*Problem requirements*
Your answer should be the records again, unchanged in wording and free of images.

Records contained in a dataset
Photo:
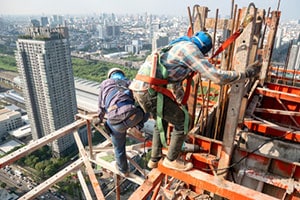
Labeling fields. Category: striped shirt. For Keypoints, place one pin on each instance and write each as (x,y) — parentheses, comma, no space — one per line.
(181,59)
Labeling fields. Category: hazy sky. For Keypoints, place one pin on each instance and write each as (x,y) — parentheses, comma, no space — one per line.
(289,8)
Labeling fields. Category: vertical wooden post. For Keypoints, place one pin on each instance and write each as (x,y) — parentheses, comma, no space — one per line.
(88,126)
(241,58)
(268,48)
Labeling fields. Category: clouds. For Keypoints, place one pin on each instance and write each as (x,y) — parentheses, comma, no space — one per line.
(171,7)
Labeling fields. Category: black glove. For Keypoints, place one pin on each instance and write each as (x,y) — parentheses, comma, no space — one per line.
(253,69)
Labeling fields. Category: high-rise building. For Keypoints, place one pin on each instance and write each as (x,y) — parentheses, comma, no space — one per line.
(44,21)
(44,63)
(160,39)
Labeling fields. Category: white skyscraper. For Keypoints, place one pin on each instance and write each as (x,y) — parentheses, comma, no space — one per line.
(44,63)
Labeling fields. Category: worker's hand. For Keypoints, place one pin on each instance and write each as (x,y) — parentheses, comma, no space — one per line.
(253,69)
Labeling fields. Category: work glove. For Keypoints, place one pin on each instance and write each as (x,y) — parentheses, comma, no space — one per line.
(253,69)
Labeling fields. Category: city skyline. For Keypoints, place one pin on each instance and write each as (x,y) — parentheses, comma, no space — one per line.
(168,7)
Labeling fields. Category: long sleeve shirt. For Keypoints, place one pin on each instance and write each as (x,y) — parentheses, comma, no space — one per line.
(182,58)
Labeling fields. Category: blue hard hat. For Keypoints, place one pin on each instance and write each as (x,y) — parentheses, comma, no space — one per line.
(116,73)
(203,41)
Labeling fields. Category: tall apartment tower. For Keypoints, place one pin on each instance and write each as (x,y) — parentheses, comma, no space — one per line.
(44,63)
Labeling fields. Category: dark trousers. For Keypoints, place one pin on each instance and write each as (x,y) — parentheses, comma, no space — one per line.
(172,113)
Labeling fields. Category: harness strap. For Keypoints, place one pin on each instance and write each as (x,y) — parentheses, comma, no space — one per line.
(225,44)
(188,89)
(109,98)
(117,105)
(151,80)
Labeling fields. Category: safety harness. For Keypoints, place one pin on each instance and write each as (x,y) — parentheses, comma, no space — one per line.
(118,88)
(160,87)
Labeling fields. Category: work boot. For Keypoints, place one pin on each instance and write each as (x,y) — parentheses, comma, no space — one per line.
(124,174)
(177,164)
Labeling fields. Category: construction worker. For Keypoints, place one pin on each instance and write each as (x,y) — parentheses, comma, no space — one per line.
(175,63)
(116,102)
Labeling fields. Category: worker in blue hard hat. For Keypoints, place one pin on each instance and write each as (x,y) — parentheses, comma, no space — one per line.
(116,102)
(170,66)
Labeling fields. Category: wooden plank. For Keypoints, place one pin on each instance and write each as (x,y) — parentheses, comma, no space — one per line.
(243,45)
(41,188)
(215,184)
(154,178)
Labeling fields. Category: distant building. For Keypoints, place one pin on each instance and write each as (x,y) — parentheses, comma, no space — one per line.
(35,22)
(45,67)
(9,120)
(44,21)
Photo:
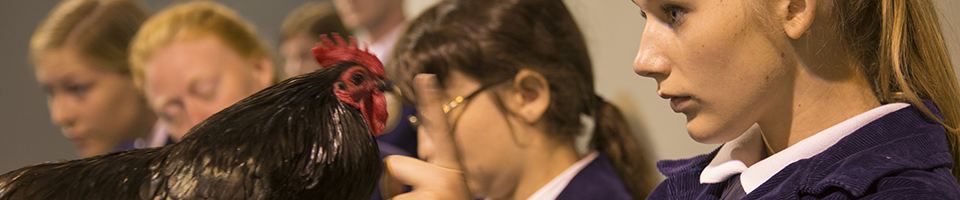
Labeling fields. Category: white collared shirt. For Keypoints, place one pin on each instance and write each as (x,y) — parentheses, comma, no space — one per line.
(749,147)
(553,188)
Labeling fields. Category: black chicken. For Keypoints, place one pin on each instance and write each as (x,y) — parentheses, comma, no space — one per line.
(308,137)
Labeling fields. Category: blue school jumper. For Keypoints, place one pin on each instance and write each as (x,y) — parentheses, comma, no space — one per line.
(902,155)
(598,180)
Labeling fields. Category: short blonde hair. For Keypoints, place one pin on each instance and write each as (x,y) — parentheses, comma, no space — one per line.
(191,21)
(100,30)
(312,18)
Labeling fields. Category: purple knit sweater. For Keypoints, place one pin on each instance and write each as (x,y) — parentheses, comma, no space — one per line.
(902,155)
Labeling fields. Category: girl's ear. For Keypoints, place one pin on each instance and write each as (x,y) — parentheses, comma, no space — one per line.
(799,16)
(532,95)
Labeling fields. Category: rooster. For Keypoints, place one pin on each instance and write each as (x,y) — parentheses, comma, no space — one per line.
(308,137)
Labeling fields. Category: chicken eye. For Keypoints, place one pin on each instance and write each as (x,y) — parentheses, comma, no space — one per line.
(357,79)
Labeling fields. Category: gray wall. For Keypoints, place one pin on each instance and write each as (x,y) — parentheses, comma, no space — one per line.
(612,29)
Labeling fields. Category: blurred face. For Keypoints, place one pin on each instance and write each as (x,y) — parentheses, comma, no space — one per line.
(96,109)
(190,80)
(296,53)
(717,63)
(488,153)
(364,13)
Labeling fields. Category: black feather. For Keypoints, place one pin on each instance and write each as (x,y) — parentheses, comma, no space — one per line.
(293,140)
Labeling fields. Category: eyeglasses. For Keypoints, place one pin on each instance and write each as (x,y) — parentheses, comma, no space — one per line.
(459,101)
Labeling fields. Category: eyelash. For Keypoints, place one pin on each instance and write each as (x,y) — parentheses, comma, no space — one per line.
(674,12)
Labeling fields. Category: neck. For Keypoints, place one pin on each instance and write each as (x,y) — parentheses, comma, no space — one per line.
(380,29)
(817,104)
(546,159)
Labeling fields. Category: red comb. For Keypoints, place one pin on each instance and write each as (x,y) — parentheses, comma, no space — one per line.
(329,53)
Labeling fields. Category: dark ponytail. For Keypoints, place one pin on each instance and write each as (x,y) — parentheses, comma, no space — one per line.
(613,136)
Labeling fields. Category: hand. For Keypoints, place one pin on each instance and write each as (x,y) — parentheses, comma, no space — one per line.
(440,177)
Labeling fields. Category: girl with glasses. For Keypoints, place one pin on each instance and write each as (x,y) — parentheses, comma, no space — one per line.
(511,86)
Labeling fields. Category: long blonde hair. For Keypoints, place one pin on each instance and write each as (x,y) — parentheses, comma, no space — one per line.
(907,61)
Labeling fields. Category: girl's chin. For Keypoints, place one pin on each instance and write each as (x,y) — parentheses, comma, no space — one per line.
(709,135)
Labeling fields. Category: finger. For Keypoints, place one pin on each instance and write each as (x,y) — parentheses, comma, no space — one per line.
(434,122)
(418,174)
(389,186)
(429,181)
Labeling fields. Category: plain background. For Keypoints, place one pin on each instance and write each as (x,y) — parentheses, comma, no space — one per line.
(612,29)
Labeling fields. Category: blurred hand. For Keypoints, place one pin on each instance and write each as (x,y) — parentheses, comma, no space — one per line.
(440,177)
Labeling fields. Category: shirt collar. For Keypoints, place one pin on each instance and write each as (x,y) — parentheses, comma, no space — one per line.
(158,137)
(552,189)
(731,159)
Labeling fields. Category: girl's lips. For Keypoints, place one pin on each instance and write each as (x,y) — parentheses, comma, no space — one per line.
(678,104)
(78,141)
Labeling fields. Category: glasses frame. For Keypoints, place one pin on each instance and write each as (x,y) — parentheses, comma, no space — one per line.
(458,101)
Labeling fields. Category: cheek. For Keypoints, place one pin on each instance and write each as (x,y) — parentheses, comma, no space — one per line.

*Answer for the task*
Photo:
Labeling fields. Category: striped shirt. For Keypoints, place one pin on each instance and write each as (x,y) — parentheses, comma, no space — one per line.
(181,59)
Labeling fields. Category: hazy sky. For Keypoints, place one pin on each instance and write each as (x,y) — parentheses, comma, no space — one per line.
(289,8)
Labeling fields. Category: vertical wooden post. For Keypoints, place one pin on each instance and write each as (x,y) — parentheses, comma, no space — one per line.
(88,126)
(241,58)
(268,48)
Labeling fields. Category: clouds. For Keypoints, place one pin on each instance and write each as (x,y) — parentheses, comma, no space — one per line.
(171,7)
Labeling fields. Category: black glove. For Keypoints, place one pin on each instance and write each as (x,y) — parentheses, comma, no space — one per line.
(253,69)
Labeling fields. Category: high-rise building. For Keypoints, place one pin on each instance and write each as (x,y) — parentheses, comma, no space — one per line.
(44,21)
(44,63)
(160,39)
Labeling fields. Category: white skyscraper. For Keypoints, place one pin on each instance and write each as (x,y) — parentheses, comma, no space — one per line.
(44,63)
Labeling fields. Category: worker's hand. For Keypoints, place one pin on each instance and write each as (x,y) — parentheses, comma, no space — one per line.
(253,69)
Labeling fields. Category: work glove. For Keypoints, place one pin on each instance and write each as (x,y) — parentheses, comma, no space — one per line.
(253,69)
Labeling fields. Category: city skyline. For Keypoints, place one pin on each instance and write each as (x,y) — parentheses, comma, no space — one per line.
(168,7)
Labeling fields. Category: long sleeve shirt. For Keypoints, place one pin on each instance and write each as (x,y) — parentheses, comma, no space — one per line.
(182,58)
Labeling fields. Category: blue hard hat. For Keypoints, place one pin on each instance and write each as (x,y) — parentheses, comma, no space — one per line.
(116,73)
(203,41)
Labeling fields. Category: tall apartment tower. For Keypoints, place one pin on each instance and write each as (x,y) — parentheses, comma, no space — one per line.
(44,63)
Labeling fields. Category: dark trousers. For Keypoints, place one pin on each instance and write each as (x,y) — parentheses, comma, no space — one per line.
(172,113)
Labeling fields. Category: harness strap. For Keypoints, place one pin on each instance and write each as (x,y) — parentheses, comma, no space — one per line.
(225,44)
(188,89)
(109,98)
(117,105)
(151,80)
Labeling fields. Category: safety harness. For Keypoints, place one pin on each instance and write each as (x,y) — parentheses, comma, no space — one per line.
(118,88)
(160,87)
Labeling fields. Category: work boot. For Keypoints, place one pin on each instance and write each as (x,y) — parentheses, comma, no space — one per line.
(124,174)
(177,164)
Labeling fields. Category: construction worker. For Keypoints, place one pin on each instance and write each as (x,y) — parentheses, comma, no space — one per line.
(175,63)
(116,102)
Labeling fields. Category: worker in blue hard hat. For Keypoints, place one pin on each instance and write each as (x,y) — parentheses, comma, no space — one per line.
(116,102)
(170,66)
Labeling fields. Category: wooden plank. For Keypoints, place one pin on each instance and write each as (x,y) — parentheses, comma, no space — one per line.
(243,45)
(41,188)
(215,184)
(154,178)
Labeling fields. Category: distant building. For Keypoints, place one pin on each instance and write each as (x,y) — parentheses, comma, no space — one per line.
(35,22)
(45,67)
(9,120)
(44,21)
Photo:
Labeling fields. Category: white collared shirt. For Keypoints, place one pin on each instance and write each as (x,y) — parentheses, comma, no space — one per line.
(749,147)
(553,188)
Labeling fields. Category: black chicken. For Keypoints, place one pin on each instance and write each as (x,y) — parentheses, comma, no space — one per line.
(308,137)
Labeling fields. Category: blue school jumper. For Keypoints, place one pin on each instance and write each as (x,y) — parentheses, comma, no space — one per line.
(902,155)
(598,180)
Labeling fields. Category: short blonde hair. For Keypoints, place one pin on each instance and write each as (x,y) — parentheses, comma, no space — one per line.
(191,21)
(100,30)
(312,18)
Labeling fields. Category: purple knit sweater. For Keypoints, place one pin on each instance and write each as (x,y) — parentheses, comma, no space — one per line.
(902,155)
Labeling fields. Category: girl's ear. For Keypoints, place one pin on each instance and write each as (x,y) — parentheses, comma, no space — one per line.
(799,16)
(532,95)
Labeling fields. Category: rooster. For Keypoints, place one pin on each instance and write each as (x,y) — parentheses, comma, no space — one per line.
(308,137)
Labeling fields. Category: chicken eye. For Keypoints, place one pin on each instance and write each as (x,y) — parentheses, comma, no space — one per line.
(357,79)
Labeling fields. Category: gray wall. For Keypoints, place one pin on each instance and write each as (x,y) — parentheses, comma, no space — one per line.
(612,29)
Labeling fields. Category: blurred face. For Keypoints, place one pin on each instance and write each as (x,y) — parentheses, comma, no space — one per line.
(96,109)
(190,80)
(296,53)
(717,63)
(488,153)
(364,13)
Labeling fields. Category: black feather. For Keypoints, place one pin on each instance and write each as (x,y) — parentheses, comma, no space — one per line.
(293,140)
Labeling fields. Category: eyeglasses. For Keypoints, place one pin on each instance and write each as (x,y) — parentheses, comma, no space — one per line.
(459,101)
Labeling fields. Category: eyelash. For Keypoints, place one pin on each instance and write each as (x,y) — parentheses, comma, no space — one per line.
(674,12)
Labeling fields. Category: neck. For Keypoints, place one pin on each instance and write each as (x,y) — parentheses, comma, no space — one per line.
(380,29)
(817,104)
(546,159)
Labeling fields. Category: red comb. For Keypoints, place one pin on each instance and write each as (x,y) — parentheses, comma, no space — one per line.
(329,53)
Labeling fields. Category: dark ponytail. For Keypoints, place one pin on each instance and write each as (x,y) — parentheses, comma, no space — one per line.
(613,136)
Labeling fields. Category: hand. For Keypoints, place one pin on each instance and write each as (x,y) — parentheses, comma, no space — one per line.
(440,177)
Labeling fields. Category: girl with glasses. For Keypoints, place one pin on each instance and write each as (x,y) — parentheses, comma, no space — one per line.
(511,86)
Labeling fields. Category: long blonde hair. For Keypoints, place one pin on each instance and write each as (x,y) — parentheses, comma, no space — one per line.
(907,61)
Labeling fields. Category: girl's chin. For Keypoints, place one pin on each instance and write each as (x,y) — parentheses, comma, no space — one per line.
(709,135)
Labeling fields. Category: finger. For Keypoints, place one pin on each instance and write each as (x,y) — parentheses, comma, no space — one per line.
(434,122)
(418,174)
(389,186)
(429,181)
Labeling fields. Category: plain background. For Keypoints, place one pin on each instance and write each as (x,y) — parentheses, comma, no space — one per line.
(612,29)
Labeling fields. Category: blurred hand. For Keypoints, place one pin on each instance and write each as (x,y) — parentheses, comma, no space — one per line.
(440,177)
Labeling fields. Category: shirt collar. For Keypoints, place one pin on each instance and write each as (x,y) — parentheses, comma, no space — one per line.
(158,137)
(552,189)
(731,159)
Labeling fields. Category: girl's lips. For Keypoints, place one pin on each instance and write each as (x,y) — parentheses, comma, no space — one per line.
(678,104)
(78,141)
Labeling fields. Category: glasses frame. For Keypoints, place one pin on each instance and write each as (x,y) — parentheses, comma, no space — one per line.
(458,101)
Labeling fields. Category: cheek. For Keypoints, place one pin on each instance and write each as (x,y) — parentheses, comma, no space — one per line.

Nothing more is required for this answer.